### Aim of the task:
Please report every line below that contains the word "point", copying each such line in full. Case counts.

### Supplied material:
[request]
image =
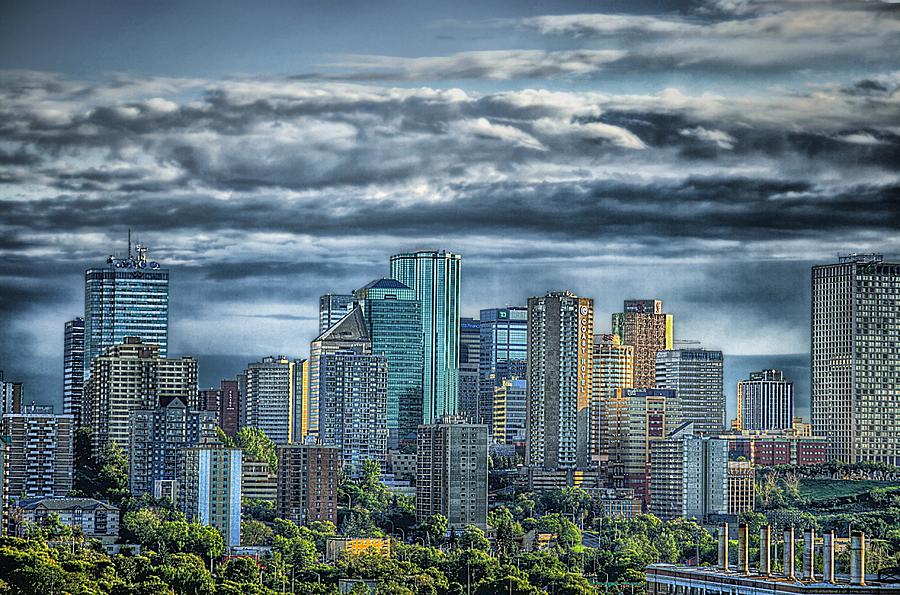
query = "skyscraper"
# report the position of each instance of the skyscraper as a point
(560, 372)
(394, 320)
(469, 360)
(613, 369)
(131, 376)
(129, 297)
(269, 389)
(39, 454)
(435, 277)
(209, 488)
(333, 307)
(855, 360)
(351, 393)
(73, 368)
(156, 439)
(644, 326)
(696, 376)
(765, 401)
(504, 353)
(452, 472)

---

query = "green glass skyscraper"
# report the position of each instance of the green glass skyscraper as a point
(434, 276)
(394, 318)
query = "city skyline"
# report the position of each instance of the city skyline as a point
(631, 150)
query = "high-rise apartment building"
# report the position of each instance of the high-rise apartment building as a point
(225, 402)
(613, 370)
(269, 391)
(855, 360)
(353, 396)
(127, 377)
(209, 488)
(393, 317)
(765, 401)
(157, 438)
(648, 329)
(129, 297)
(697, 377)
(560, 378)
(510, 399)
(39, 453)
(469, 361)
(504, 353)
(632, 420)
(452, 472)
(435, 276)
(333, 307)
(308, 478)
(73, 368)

---

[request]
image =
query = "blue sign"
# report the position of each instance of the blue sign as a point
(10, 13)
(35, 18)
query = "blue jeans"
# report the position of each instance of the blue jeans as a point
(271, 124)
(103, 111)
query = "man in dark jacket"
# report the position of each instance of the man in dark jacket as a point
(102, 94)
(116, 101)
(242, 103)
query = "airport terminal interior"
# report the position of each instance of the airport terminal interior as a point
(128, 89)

### Answer to the exercise:
# report the position of each instance of the skyscraper as a point
# report the position of each instance of the green glass skyscraper as a point
# report the position of each instance of the city skyline as a point
# report the position of each instance of the high-rise apartment building as a point
# report the position of each instance of the blue sign as a point
# report the position of each instance of the blue jeans as a point
# report the position of each instance of the man in dark jacket as a point
# report the position of each instance of the airport terminal interior as a point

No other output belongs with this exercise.